TEXT SECTION:

Finally, we demonstrate here that initial HIV-1 attachment to DC can also occur in a DC-SIGN-independent fashion since virus binding to DC and subsequent trans
infection of T cells was not inhibited in the presence of saturating amounts of mannan, DC-SIGN neutralizing antibodies, or CD4 neutralizing antibodies (Fig. ). These results are consistent with the recently published observations which demonstrate a lack of DC-SIGN expression on rhesus macaque monocyte-derived DC (59
) and certain human DC subsets, namely, Langerhans cells (16
) and plasmacytoid DC (43
). More importantly these DC subsets were competent for virus binding and subsequent transfer of virus to T cells (43
). It is known that peripheral blood monocyte-derived DC express at least three different C-type lectin receptors, including DC-SIGN (54
). Since we observed no significant inhibition of virus attachment and subsequent transmission to T cells in the presence of mannan and CD4 neutralizing antibodies (Fig. ), we conclude that in addition to DC-SIGN, CD4, and C-type lectin (mannose) receptors, there are yet-unknown mechanisms of DC-specific virus attachment. A possible implication of this work is that methods designed to block initial attachment of HIV-1 to DC in the genital mucosa (presumably the initial cell type that encounters virus in the periphery) should include strategies beyond those that target DC-SIGN and mannose specific C-type lectin receptors.

(Saved entries)
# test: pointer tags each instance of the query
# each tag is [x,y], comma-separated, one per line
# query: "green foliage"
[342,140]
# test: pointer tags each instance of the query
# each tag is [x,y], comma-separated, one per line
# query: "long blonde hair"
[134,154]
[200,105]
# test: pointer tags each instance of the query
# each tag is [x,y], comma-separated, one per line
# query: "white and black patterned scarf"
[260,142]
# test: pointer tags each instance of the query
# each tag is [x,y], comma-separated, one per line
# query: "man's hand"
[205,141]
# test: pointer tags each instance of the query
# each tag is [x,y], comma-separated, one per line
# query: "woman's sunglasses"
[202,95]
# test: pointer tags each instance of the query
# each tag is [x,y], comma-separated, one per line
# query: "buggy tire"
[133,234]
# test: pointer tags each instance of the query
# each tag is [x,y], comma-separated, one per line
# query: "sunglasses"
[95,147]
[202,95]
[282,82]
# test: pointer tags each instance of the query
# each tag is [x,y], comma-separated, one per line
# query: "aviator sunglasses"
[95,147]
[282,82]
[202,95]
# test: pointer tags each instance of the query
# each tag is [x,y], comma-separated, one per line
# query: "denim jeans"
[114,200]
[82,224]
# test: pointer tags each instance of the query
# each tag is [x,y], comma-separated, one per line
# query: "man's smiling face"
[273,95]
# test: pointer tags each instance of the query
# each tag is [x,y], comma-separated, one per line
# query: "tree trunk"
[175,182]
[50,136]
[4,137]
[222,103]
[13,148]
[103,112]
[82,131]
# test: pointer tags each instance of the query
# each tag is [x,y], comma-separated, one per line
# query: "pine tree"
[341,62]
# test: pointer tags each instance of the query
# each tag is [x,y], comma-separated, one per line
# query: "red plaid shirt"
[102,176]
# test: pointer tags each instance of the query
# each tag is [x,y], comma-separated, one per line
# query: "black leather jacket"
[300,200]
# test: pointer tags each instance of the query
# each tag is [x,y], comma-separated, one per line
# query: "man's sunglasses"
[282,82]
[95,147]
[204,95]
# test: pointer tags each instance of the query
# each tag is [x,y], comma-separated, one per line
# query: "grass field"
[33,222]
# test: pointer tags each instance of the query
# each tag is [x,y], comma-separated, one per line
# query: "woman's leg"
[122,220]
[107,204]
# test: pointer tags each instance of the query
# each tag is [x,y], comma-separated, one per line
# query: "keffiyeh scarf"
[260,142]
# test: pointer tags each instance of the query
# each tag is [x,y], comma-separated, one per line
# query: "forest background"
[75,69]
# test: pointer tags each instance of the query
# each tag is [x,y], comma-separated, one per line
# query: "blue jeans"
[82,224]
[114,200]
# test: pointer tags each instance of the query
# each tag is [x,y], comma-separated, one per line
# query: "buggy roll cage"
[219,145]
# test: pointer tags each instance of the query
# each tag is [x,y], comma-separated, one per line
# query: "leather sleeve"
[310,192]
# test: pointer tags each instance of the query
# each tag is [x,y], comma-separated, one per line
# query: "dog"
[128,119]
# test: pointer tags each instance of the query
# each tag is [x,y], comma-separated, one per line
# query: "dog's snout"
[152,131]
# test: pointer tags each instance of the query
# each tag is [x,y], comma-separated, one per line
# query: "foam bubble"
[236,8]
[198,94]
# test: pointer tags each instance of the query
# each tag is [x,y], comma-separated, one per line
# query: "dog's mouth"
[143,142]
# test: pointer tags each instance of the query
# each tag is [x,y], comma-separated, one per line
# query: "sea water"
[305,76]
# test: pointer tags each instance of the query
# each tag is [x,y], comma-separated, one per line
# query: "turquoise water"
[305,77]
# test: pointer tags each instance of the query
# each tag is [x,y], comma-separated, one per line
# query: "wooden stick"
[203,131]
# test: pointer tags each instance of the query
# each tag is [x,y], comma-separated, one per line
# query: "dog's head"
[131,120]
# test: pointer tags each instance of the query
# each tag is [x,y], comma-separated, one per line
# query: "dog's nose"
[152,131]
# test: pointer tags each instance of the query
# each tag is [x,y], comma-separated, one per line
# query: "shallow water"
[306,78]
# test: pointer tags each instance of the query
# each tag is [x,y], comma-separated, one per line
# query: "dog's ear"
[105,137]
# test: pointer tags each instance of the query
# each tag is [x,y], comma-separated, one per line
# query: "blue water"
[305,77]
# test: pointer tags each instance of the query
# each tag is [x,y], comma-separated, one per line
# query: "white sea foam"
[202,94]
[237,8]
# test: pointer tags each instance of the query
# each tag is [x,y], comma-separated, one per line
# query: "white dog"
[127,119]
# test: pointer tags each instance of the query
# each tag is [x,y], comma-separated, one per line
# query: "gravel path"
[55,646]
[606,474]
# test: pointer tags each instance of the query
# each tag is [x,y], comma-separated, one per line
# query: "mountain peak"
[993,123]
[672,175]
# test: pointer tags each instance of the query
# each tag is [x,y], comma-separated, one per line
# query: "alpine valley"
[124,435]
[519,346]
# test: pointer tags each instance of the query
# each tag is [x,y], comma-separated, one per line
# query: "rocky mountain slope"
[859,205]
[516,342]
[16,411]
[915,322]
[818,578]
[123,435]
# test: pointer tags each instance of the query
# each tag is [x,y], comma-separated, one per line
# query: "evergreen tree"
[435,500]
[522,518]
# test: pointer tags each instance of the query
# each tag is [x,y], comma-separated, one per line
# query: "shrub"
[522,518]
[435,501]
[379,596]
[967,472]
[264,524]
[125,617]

TASK LIST:
(a) Answer these questions about the passage on HIV-1 attachment to dendritic cells:
(i) Which three agents, used in saturating amounts, did not inhibit virus binding to DC and subsequent trans infection of T cells?
(ii) Which two human DC subsets are named as lacking DC-SIGN expression?
(iii) How many different C-type lectin receptors are peripheral blood monocyte-derived DC known to express?
(b) Continue the passage on HIV-1 attachment to dendritic cells from the point where it ends.

RESULTS OF THE EXERCISE:
(a)
(i) Mannan, DC-SIGN neutralizing antibodies, and CD4 neutralizing antibodies.
(ii) Langerhans cells and plasmacytoid DC.
(iii) At least three, including DC-SIGN.

(b)
Hence, this study has several implications for in vivo HIV-1 pathogenesis, especially in regards to the apparent ability of the virus to establish and maintain high levels of virus replication under stressful conditions of the host immune response. We predict that in the setting of an HIV-1-infected lymph node, DC-T-cell interactions would provide a favorable milieu for the multiple rounds of virus replication that contribute to the HIV-1-induced pathology and immunodeficiency. If sustaining a vigorous level of HIV-1 replication is a kinetic race fought with virus-specific CTL, then antivirals designed to prevent HIV-1 interactions with DC that do not obviate their important role in antigen presentation may tip the balance of this battle in favor of the human immune system. Finally, our in vitro culture system recapitulates ongoing virus replication in the lymphatic tissues and thus provides a unique model system to study HIV-1 replication. Studies of viral fitness in such an in vitro environment would provide novel insights into the contributions of virus accessory genes to HIV-1 replication.